• Exercise requirements
Where in the listing does the word "segment" appear? Report each line that holds it.

• Supplied material
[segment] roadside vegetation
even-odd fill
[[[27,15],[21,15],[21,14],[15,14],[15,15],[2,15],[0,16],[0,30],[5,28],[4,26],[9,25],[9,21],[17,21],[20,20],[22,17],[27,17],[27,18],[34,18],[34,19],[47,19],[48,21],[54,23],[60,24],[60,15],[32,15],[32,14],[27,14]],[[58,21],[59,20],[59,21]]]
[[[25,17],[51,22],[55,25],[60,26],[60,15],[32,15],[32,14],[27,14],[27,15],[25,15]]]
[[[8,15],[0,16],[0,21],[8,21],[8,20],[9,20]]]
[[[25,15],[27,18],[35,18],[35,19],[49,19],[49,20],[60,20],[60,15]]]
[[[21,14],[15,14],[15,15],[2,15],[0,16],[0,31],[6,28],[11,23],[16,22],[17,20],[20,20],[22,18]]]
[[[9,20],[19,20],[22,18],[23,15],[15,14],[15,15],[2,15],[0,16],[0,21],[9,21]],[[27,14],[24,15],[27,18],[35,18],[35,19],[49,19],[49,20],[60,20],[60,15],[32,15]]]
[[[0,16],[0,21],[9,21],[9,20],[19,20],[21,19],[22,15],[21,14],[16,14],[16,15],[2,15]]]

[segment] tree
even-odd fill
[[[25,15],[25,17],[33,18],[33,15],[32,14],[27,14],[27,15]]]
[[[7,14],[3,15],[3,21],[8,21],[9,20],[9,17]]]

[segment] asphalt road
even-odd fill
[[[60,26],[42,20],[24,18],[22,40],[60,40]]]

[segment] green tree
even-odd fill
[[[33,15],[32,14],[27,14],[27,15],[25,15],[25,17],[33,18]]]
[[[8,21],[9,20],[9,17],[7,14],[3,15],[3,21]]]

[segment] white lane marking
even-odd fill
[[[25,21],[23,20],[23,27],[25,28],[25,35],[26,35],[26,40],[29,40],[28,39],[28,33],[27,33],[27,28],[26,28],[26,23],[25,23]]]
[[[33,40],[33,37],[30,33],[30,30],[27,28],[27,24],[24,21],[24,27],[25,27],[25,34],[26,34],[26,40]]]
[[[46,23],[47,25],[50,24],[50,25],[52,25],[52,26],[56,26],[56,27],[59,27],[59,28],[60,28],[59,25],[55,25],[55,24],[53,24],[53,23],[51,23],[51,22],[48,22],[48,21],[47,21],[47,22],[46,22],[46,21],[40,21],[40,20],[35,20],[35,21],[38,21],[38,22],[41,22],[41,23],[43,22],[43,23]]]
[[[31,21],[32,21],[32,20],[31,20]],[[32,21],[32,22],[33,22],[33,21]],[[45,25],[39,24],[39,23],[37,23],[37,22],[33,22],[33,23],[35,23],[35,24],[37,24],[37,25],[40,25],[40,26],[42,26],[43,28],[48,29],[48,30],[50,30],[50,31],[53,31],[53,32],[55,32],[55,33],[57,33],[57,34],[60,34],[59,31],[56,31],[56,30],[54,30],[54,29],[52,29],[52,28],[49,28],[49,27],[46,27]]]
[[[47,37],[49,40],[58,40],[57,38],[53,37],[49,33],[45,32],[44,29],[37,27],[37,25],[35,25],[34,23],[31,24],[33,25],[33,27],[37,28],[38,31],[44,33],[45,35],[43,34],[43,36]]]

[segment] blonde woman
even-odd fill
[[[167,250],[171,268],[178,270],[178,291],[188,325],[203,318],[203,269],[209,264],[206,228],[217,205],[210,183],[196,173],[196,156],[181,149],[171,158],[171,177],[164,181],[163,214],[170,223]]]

• Answer to the exercise
[segment] roadside vegetation
[segment] tree
[segment] asphalt road
[segment] green tree
[segment] white lane marking
[segment] blonde woman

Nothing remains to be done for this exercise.